Extracted records:
◆ ◆ ◆ ◆ ◆

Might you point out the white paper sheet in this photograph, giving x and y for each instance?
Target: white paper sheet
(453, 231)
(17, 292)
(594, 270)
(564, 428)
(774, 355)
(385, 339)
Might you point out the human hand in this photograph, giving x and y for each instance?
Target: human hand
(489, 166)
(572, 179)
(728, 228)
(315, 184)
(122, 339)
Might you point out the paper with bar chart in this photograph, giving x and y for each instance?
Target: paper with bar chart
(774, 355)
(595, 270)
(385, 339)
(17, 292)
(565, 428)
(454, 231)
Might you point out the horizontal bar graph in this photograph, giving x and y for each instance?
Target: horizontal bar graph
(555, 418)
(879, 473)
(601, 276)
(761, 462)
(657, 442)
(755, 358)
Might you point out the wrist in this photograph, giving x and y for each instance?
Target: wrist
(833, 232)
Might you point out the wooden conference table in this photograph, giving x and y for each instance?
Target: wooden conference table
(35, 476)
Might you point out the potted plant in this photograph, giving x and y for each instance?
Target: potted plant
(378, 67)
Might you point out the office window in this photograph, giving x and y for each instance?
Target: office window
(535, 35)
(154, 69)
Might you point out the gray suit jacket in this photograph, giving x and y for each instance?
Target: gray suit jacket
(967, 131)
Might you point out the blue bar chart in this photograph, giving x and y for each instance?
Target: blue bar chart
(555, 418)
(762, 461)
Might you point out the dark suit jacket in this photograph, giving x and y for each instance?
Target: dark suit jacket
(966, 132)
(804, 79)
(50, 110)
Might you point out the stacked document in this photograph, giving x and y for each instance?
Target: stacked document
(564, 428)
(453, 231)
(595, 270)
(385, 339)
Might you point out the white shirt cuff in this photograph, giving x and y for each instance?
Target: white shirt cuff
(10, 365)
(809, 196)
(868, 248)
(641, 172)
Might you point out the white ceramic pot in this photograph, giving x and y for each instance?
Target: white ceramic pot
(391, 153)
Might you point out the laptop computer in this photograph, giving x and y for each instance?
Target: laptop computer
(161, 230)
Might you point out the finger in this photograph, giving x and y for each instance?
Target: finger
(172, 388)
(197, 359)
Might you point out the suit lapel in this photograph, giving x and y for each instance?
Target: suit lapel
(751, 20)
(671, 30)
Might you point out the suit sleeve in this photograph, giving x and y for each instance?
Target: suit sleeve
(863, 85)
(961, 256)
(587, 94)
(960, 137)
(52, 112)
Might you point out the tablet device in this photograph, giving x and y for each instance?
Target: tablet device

◆ ◆ ◆ ◆ ◆

> **Your assignment**: State only how many lines above contain "device".

> **Worked solution**: 2